- Consigne A:
Reformulez plus brièvement, s'il vous plaît, le paragraphe du texte sur la synodalité qui commence par « D’autres « synodes » suivirent cette voie », en gardant ses faits principaux.
- Consigne B:
Poursuivez le texte sur la synodalité à la suite de sa dernière phrase.

Après Vatican II, d’une part le concile œcuménique est considéré de manière erronée comme sujet du pouvoir suprême. La nouveauté erronée ne distingue pas le "sujet du pouvoir" qui est unique, le pape, et "l’exercice de ce pouvoir" qui est double, seul ou avec les évêques. D'autre part, avec le “concile” pastoral hollandais, commencé pendant le Concile, les laïcs participent à l’assemblée, pour moitié en l’occurrence.

D’autres « synodes » suivirent cette voie, comme le synode de Wurtzbourg. Cette accession des laïcs provoqua une mise au point de Rome et une précision dans le code de droit canonique de 1983, qui donnait la proportion de laïcs acceptable dans de telles réunions – moins de la moitié.

Le Peuple de Dieu est muni des pouvoirs de la hiérarchie

La conception récente de la synodalité n’est pas sans incidence sur la structure même de l’Eglise. Trois éléments, qui reviennent constamment, sont représentatifs de cette modification.

- Données enregistrées:
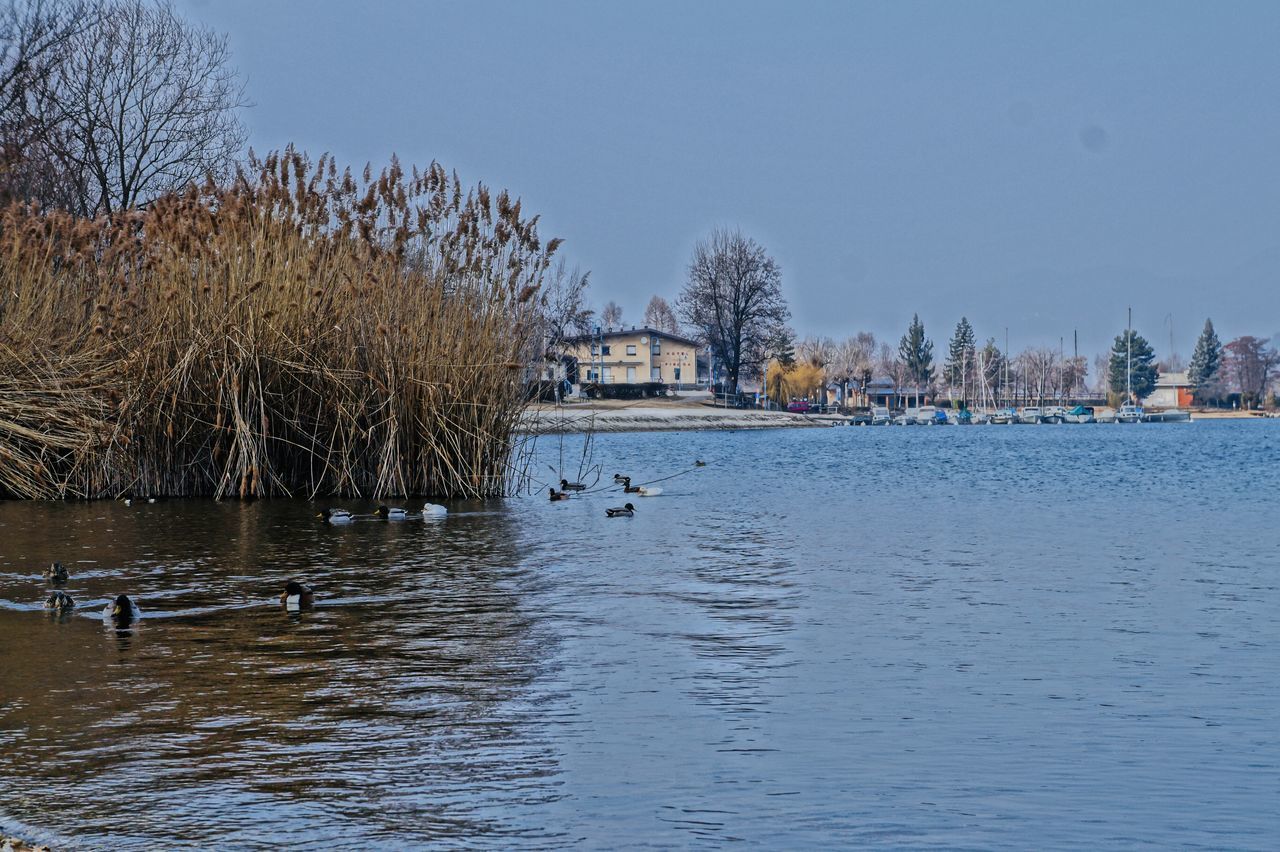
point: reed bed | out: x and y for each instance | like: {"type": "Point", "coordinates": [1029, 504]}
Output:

- Réponse attendue A:
D’autres « synodes », dont celui de Wurtzbourg, ont suivi cette voie. Face à cette accession des laïcs, Rome a fait une mise au point, et le code de droit canonique de 1983 a fixé la proportion acceptable de laïcs dans ces réunions à moins de la moitié.

- Réponse attendue B:
D’abord, l’importance donnée au sensus fidei. Ensuite, l’aplatissement de la structure hiérarchique de l’Eglise qui apparaît dans la négation du « mode pyramidal de l’exercice de l’autorité », pour passer à un « mode synodal », noté par le concept de « coresponsabilité ». Enfin, le baptême comme fondement du sacerdoce commun, mettant à égalité tous les membres de l’Eglise.

Ces trois idées sont présentes dans le texte de la CTI, qui décrit, à la suite du pape François, l’Eglise comme une pyramide renversée. Ils sont repris dans l’IL. Ces trois éléments sont coordonnés.

Du fait que l’Eglise synodale inclut « tout le Peuple de Dieu », ces trois idées donnent un relief saisissant à l’image de la pyramide renversée, car elles font participer les laïcs aux trois pouvoirs de la hiérarchie, d’une manière subversive de la constitution divine de l’Eglise.

Pouvoir d’enseignement

Au n°58, l’IL explique que « cette tâche ecclésiale de discernement s’enracine dans le sensus fidei, animé par l’Esprit Saint, qui peut être décrit comme ce “flair” ou cette capacité instinctive du peuple de Dieu, sous la conduite des pasteurs (cf. LG 12) ». Le texte de Lumen Gentium 12 marque que le Peuple de Dieu ne se trompe pas « même s’il ne trouve pas les paroles pour exprimer sa foi ».

Autrement dit, l’infaillibilité de ce sensus fidei n’est pas, chez le Peuple de Dieu, causé par l’enseignement de la hiérarchie : il participe donc à son pouvoir. Dans la doctrine traditionnelle, le sensus fidei apparaît comme dérivant de la doctrine prêchée par l’Eglise enseignante – les évêques.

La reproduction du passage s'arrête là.